[Texto fuente]
----------------------------------------
Sigo siendo
Jorge Jaime
Valdez
Sigo
siendo,
probablemente, sea el mayor y más sentido homenaje que se ha hecho, hasta la
fecha, a la música popular peruana, sea amazónica, andina o criolla. Es un
documental realizado por el peruano radicado en España, hace muchos años,
Javier Corcuera (Lima, 1967).
A diferencia de otras cintas del
género, aquí no hay narración en off,
tampoco se subtitula los lugares, fechas o personajes que van apareciendo de a
poco. La cinta se abre con la shipiba
(Amelia Panduro, “Roni Wano”) contando mitos y cantándole a la naturaleza, y se
cierra con la misma envuelta en unas imágenes de un lirismo sobrecogedor.
Luego, gran parte de la cinta la ocupa
la música andina: vemos al gran amigo de José María Arguedas y legendario
violinista, Máximo Damián, volver a su pueblo desde Lima para luego visitar la
hacienda donde vivió de niño el escritor de Los
ríos profundos (la abandonada
hacienda Viseca). Antes el músico visitará a la familia Ballumbrosio en Ica, y
con los hijos de don Amador harán una romería a la tumba del patriarca. La
fusión entre el violín andino y la música y zapateo negro es notable y
emocionante.
----------------------------------------
[Explorar el material]
[1] Enumera todos los lugares que se nombran expresamente en la reseña sobre el documental Sigo siendo.
[2] Escribe una continuación de la reseña sobre el documental Sigo siendo a partir de su última oración.
Los datos no intervienen en esta parte.
----------------------------------------
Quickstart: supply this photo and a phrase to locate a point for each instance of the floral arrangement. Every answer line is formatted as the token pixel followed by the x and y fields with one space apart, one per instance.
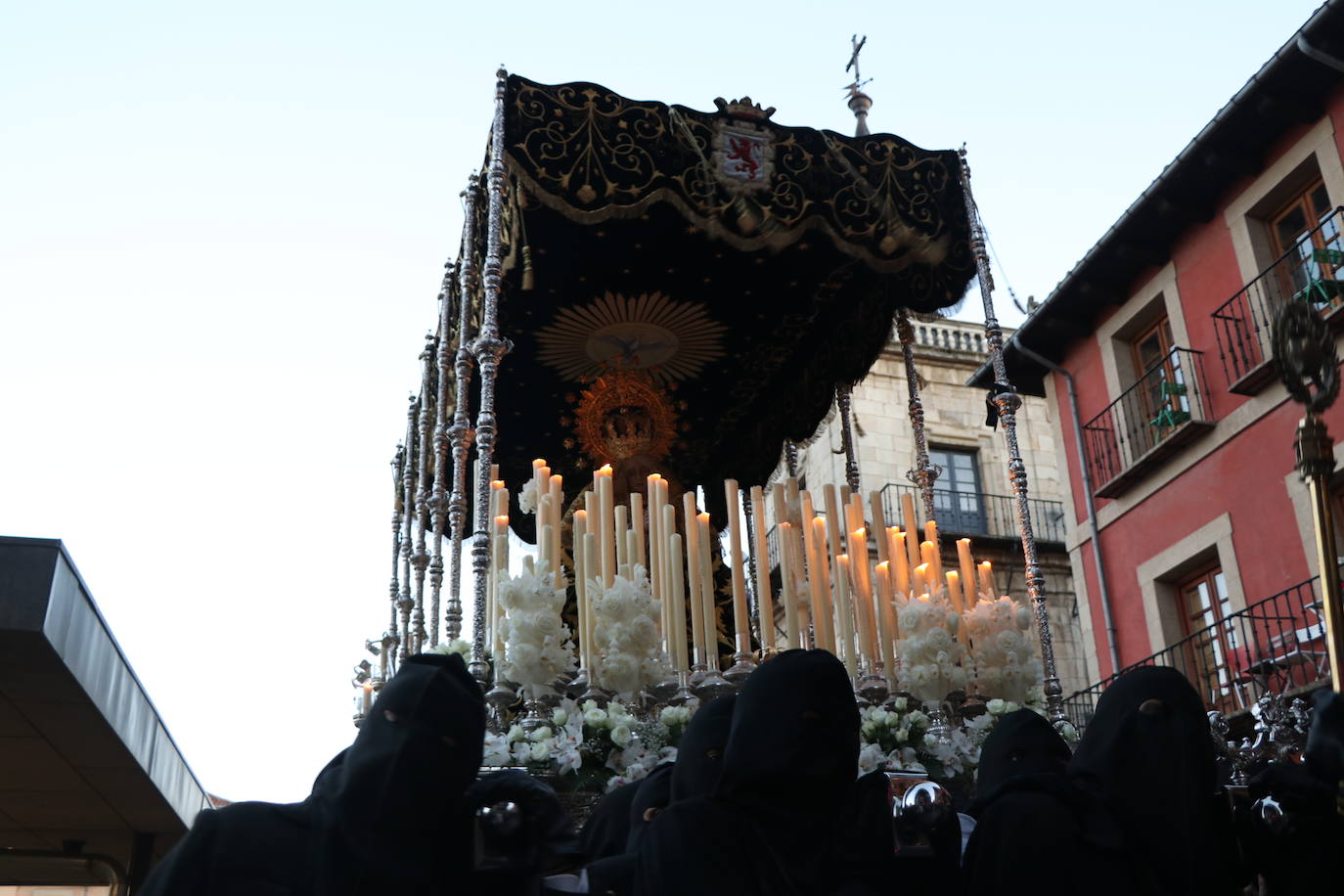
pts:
pixel 628 648
pixel 538 645
pixel 1005 661
pixel 929 650
pixel 600 748
pixel 457 645
pixel 894 740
----------------------------------------
[Respuestas por tarea]
[1] España, Lima, la hacienda Viseca, Ica

[2]
En paralelo escucharemos los ecos
sufridos, propios del huayno ayacuchano, a través de las voces de Magaly Solier
—que canta en quechua, ese clásico inmortal: Coca Quintucha—, Sila Illanes, Consuelo Jerí, entre otros.
Hay imágenes de archivo que sirven de
apoyo para ver a los que ya se fueron, es el caso de Amador Ballumbrosio —a
quien vemos zapateando—, Arguedas, Chabuca Granda, Felipe Pinglo y otros
grandes de la cultura peruana.
A lo largo del filme podemos respirar,
ver y oír al espíritu de Arguedas, a fin de cuentas, desde el título, es un
homenaje al escritor andahuaylino. El 2004, el Congreso publicó un libro
imprescindible sobre la obra de Arguedas que se llamó Sigo siendo ¡kachkaniraqmi! Textos Esenciales, editado por Carmen
María Pinilla. En un momento hermoso vemos a tres de sus amigos: Máximo Damián,
Raúl García Zárate y Jaime Guardia reunidos hablando del maestro.
Están también los danzantes de
tijeras; seguimos un viaje para hacer el “pagapu” al Tayta Huamani antes de una
fiesta y vemos el bautizo de “Palomita”, una “danzaq” que se medirá en la plaza
del pueblo, en un “atipanacuy” con un “gala” de mayor experiencia (“Chuspicha”).
Las imágenes son hermosas: como si los
dioses ayudarán con la estética de la película, vemos volando un cóndor
mientras suena el arpa de Félix “Duco” Quispe y el violín mágico de Andrés
“Chimango” Lares, que tienen una fuerza y misticismo poderosos.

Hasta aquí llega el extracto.